TASKS TO COMPLETE -
1. Reproduce a passage of the blog excerpt word for word. Begin at the words "If you need" and stop after "all ~30 participants.".
2. Render this sentence from the blog excerpt in Spanish: "Today, on 15th of November 2015, our level 1 Kyusho course ended."

TEXT UNDER STUDY -

——————————

But let’s get back to the point: I recommend the following cheatsheets, but evaluate yourself whether it fits your field.

If you need a more comprehensive reference, the LaTeX wikibook is a nice start. For a german audience, LaTeX@TUGraz also does a good job IMHO.

And as always: If you look for a symbol and have internet connection, detexify makes your life much easier!

# My second Kyusho experience

Today, on 15th of November 2015, our level 1 Kyusho course ended. I had my first experience with Kyusho in February when instructor Robert Göslbauer joined us in an introductory course for our association. Unlike the first time which was unstructured and rather application-oriented, this time he specifically covered all aspects of the Kyusho level 1 exam for all ~30 participants.

——————————

RECORD EXTRACTS -
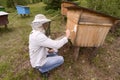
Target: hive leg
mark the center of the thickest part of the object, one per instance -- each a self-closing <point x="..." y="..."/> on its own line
<point x="76" y="53"/>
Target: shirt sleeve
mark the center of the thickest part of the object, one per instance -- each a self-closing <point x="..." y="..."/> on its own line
<point x="47" y="42"/>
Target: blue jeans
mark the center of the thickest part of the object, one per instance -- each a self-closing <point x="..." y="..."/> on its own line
<point x="53" y="61"/>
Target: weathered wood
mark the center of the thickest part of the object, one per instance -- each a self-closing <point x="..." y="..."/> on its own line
<point x="64" y="5"/>
<point x="4" y="18"/>
<point x="76" y="53"/>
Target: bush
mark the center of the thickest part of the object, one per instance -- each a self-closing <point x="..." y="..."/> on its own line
<point x="53" y="4"/>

——————————

ANSWERS TO THIS EXERCISE -
1.
If you need a more comprehensive reference, the LaTeX wikibook is a nice start. For a german audience, LaTeX@TUGraz also does a good job IMHO.

And as always: If you look for a symbol and have internet connection, detexify makes your life much easier!

# My second Kyusho experience

Today, on 15th of November 2015, our level 1 Kyusho course ended. I had my first experience with Kyusho in February when instructor Robert Göslbauer joined us in an introductory course for our association. Unlike the first time which was unstructured and rather application-oriented, this time he specifically covered all aspects of the Kyusho level 1 exam for all ~30 participants.

2. Hoy, 15 de noviembre de 2015, terminó nuestro curso de Kyusho de nivel 1.